Re: [PATCH v3 02/13] mm, compaction: defer each zone individually instead of preferred zone

Minchan Kim Sun, 22 Jun 2014 19:24:26 -0700

On Fri, Jun 20, 2014 at 05:49:32PM +0200, Vlastimil Babka wrote:
> When direct sync compaction is often unsuccessful, it may become deferred for
> some time to avoid further useless attempts, both sync and async. Successful
> high-order allocations un-defer compaction, while further unsuccessful
> compaction attempts prolong the copmaction deferred period.
> 
> Currently the checking and setting deferred status is performed only on the
> preferred zone of the allocation that invoked direct compaction. But 
> compaction
> itself is attempted on all eligible zones in the zonelist, so the behavior is
> suboptimal and may lead both to scenarios where 1) compaction is attempted
> uselessly, or 2) where it's not attempted despite good chances of succeeding,
> as shown on the examples below:
> 
> 1) A direct compaction with Normal preferred zone failed and set deferred
>    compaction for the Normal zone. Another unrelated direct compaction with
>    DMA32 as preferred zone will attempt to compact DMA32 zone even though
>    the first compaction attempt also included DMA32 zone.
> 
>    In another scenario, compaction with Normal preferred zone failed to 
> compact
>    Normal zone, but succeeded in the DMA32 zone, so it will not defer
>    compaction. In the next attempt, it will try Normal zone which will fail
>    again, instead of skipping Normal zone and trying DMA32 directly.
> 
> 2) Kswapd will balance DMA32 zone and reset defer status based on watermarks
>    looking good. A direct compaction with preferred Normal zone will skip
>    compaction of all zones including DMA32 because Normal was still deferred.
>    The allocation might have succeeded in DMA32, but won't.
> 
> This patch makes compaction deferring work on individual zone basis instead of
> preferred zone. For each zone, it checks compaction_deferred() to decide if 
> the
> zone should be skipped. If watermarks fail after compacting the zone,
> defer_compaction() is called. The zone where watermarks passed can still be
> deferred when the allocation attempt is unsuccessful. When allocation is
> successful, compaction_defer_reset() is called for the zone containing the
> allocated page. This approach should approximate calling defer_compaction()
> only on zones where compaction was attempted and did not yield allocated page.
> There might be corner cases but that is inevitable as long as the decision
> to stop compacting dues not guarantee that a page will be allocated.

• _Extracted records_
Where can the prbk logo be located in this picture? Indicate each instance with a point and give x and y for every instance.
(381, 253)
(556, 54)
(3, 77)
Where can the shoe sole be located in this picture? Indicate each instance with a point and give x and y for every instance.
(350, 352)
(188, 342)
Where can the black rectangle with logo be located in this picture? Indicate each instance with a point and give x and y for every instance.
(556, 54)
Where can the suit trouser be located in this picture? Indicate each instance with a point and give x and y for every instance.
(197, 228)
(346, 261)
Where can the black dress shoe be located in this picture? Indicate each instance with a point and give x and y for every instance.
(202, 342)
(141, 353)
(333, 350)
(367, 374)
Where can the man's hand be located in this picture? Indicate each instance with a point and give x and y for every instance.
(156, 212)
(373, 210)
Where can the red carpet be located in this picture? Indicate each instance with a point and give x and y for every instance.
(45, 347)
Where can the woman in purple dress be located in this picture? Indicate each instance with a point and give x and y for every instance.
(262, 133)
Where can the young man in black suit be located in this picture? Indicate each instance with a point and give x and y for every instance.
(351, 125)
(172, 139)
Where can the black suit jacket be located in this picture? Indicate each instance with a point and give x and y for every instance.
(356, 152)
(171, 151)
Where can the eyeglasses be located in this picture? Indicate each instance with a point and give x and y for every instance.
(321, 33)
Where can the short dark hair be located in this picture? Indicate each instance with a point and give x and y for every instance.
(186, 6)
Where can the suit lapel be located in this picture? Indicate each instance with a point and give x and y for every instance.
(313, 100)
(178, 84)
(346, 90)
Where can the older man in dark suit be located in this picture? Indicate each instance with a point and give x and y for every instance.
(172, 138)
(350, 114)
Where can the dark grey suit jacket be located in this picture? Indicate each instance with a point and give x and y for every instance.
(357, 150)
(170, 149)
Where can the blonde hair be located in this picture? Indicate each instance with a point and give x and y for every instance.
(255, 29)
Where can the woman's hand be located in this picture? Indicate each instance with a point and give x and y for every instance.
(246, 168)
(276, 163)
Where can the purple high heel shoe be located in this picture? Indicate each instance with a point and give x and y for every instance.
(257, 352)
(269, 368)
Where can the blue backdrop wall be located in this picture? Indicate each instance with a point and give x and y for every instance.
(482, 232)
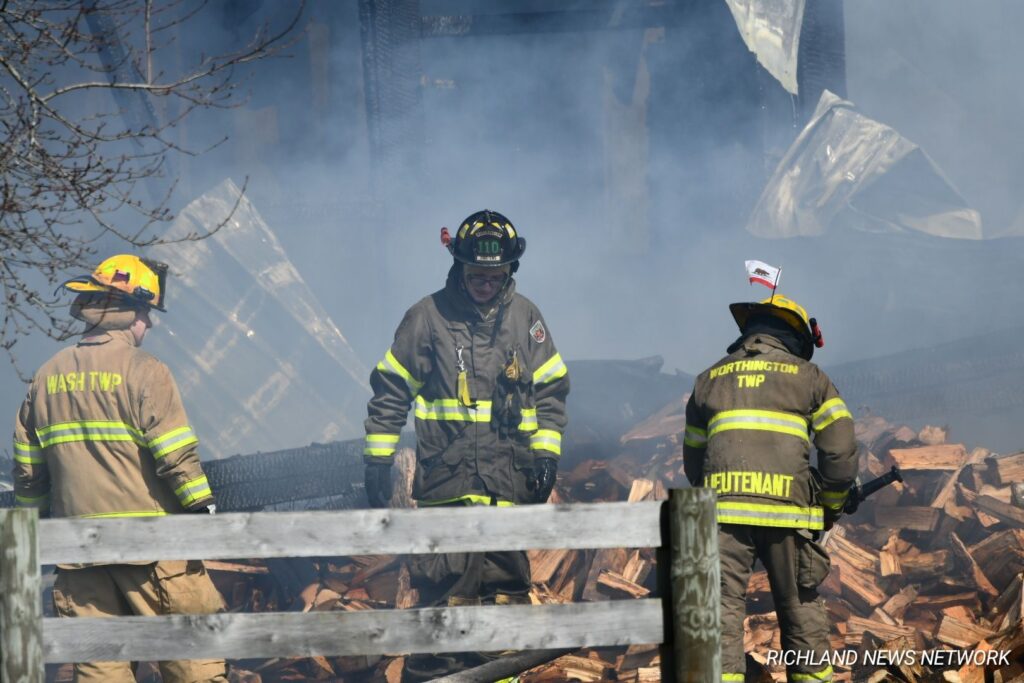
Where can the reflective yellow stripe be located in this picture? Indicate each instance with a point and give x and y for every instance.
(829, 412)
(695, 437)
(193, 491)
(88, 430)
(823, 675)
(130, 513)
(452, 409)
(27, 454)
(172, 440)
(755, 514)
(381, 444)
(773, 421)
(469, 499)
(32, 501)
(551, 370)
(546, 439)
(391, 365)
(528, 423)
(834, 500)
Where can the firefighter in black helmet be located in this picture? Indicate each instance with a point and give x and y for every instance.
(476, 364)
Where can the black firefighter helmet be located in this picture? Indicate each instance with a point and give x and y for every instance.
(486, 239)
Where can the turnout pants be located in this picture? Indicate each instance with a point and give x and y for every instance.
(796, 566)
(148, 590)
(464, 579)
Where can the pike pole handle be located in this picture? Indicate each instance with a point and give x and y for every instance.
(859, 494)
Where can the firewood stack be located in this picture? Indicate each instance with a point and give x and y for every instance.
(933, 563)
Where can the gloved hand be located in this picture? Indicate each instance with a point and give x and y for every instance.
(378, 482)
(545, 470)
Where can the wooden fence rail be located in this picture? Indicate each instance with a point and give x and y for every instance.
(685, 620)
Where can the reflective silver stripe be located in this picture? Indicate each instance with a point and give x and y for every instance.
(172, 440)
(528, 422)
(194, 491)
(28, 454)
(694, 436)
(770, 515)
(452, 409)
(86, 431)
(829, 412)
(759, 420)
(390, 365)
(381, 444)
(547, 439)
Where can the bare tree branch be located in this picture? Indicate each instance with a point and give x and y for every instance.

• _Exercise prompt_
Print the patch discussion from "Minchan Kim Sun, 22" to "copmaction deferred period.". The records above are separate material and are not part of the patch discussion.

• _Result_
Minchan Kim Sun, 22 Jun 2014 19:24:26 -0700

On Fri, Jun 20, 2014 at 05:49:32PM +0200, Vlastimil Babka wrote:
> When direct sync compaction is often unsuccessful, it may become deferred for
> some time to avoid further useless attempts, both sync and async. Successful
> high-order allocations un-defer compaction, while further unsuccessful
> compaction attempts prolong the copmaction deferred period.